-- start Source document --
Thermodynamics

Question 1

ENTHALPY CHANGE

Answer 1

ΔH The heat energy transferred in a reaction at constant pressure.

Question 2

Standard conditions

Answer 2

100kPa 298K

Question 3

EXOTHERMIC

Answer 3

-ve ΔH value, because heat energy is given out

Question 4

ENDOTHERMIC

Answer 4

+ve ΔH, because heat energy is absrobed

Question 5

ENDOTHERMIC

Answer 5

+ve ΔH, because heat energy is absrobed

Question 6

LATTICE FORMATION ENTHALP

Answer 6

The enthalpy change when 1 mole of a solid ionic compound is formed from is gaseous ions under standard conditions. E.g. Na+(g) + Cl- (g) —–> NaCl (s)

Question 7

LATTICE DISSOCIATION ENTHALPY

Answer 7

The enthalpy change when 1 mole of a solid ionic compound is completely dissociated into its gaseous ions under standard conditions. NaCl(s) —–> Na+(g) + Cl(g)

Question 8

What do you use to work out lattice enthalpy and why?
-- end Source document --
### [Written exercise 1]
Copy the thermodynamics text word for word, starting with "LATTICE DISSOCIATION ENTHALPY" and going on through "Na+(g) + Cl(g)".
The thermodynamics text has no connection to the records that come after it.
-- start Items --
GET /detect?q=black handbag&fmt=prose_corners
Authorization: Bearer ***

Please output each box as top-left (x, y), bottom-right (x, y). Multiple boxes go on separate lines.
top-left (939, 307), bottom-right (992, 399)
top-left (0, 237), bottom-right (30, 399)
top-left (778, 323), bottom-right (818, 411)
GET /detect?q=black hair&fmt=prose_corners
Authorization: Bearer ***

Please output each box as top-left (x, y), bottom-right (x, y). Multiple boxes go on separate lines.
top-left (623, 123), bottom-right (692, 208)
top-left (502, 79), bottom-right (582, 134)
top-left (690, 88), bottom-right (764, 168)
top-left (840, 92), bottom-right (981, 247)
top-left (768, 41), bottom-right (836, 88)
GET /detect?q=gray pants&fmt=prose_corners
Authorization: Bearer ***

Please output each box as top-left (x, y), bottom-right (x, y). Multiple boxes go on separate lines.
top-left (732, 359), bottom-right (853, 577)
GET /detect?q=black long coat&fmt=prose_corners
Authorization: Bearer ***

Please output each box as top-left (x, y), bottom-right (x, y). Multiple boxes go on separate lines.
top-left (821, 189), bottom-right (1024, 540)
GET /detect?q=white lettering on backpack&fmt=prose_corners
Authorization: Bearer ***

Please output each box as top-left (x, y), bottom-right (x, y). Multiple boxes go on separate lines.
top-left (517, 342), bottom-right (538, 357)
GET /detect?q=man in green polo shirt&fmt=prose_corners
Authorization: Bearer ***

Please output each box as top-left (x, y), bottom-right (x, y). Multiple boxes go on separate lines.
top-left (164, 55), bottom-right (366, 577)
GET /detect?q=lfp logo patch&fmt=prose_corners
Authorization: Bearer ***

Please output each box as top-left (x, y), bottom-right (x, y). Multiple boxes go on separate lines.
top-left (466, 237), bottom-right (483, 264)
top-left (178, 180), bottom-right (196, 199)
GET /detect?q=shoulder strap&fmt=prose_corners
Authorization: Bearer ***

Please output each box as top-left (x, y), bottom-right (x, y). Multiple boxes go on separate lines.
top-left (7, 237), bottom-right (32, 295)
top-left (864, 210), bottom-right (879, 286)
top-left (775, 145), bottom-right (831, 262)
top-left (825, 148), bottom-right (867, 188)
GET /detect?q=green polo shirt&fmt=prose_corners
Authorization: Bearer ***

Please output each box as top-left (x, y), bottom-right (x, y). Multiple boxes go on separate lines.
-- end Items --
### [Written exercise 2]
Turn the records, starting with the line with "GET /detect?q=gray pants&fmt=prose_corners" and going on through the line with "top-left (821, 189), bottom-right (1024, 540)", into a two-column CSV with the columns request and response. Give one row per request, with its text and its answer each in a single quoted field and line breaks replaced by spaces.

### [Output 1]
LATTICE DISSOCIATION ENTHALPY

Answer 7

The enthalpy change when 1 mole of a solid ionic compound is completely dissociated into its gaseous ions under standard conditions. NaCl(s) —–> Na+(g) + Cl(g)

### [Output 2]
request,response
"GET /detect?q=gray pants&fmt=prose_corners Authorization: Bearer *** Please output each box as top-left (x, y), bottom-right (x, y). Multiple boxes go on separate lines.","top-left (732, 359), bottom-right (853, 577)"
"GET /detect?q=black long coat&fmt=prose_corners Authorization: Bearer *** Please output each box as top-left (x, y), bottom-right (x, y). Multiple boxes go on separate lines.","top-left (821, 189), bottom-right (1024, 540)"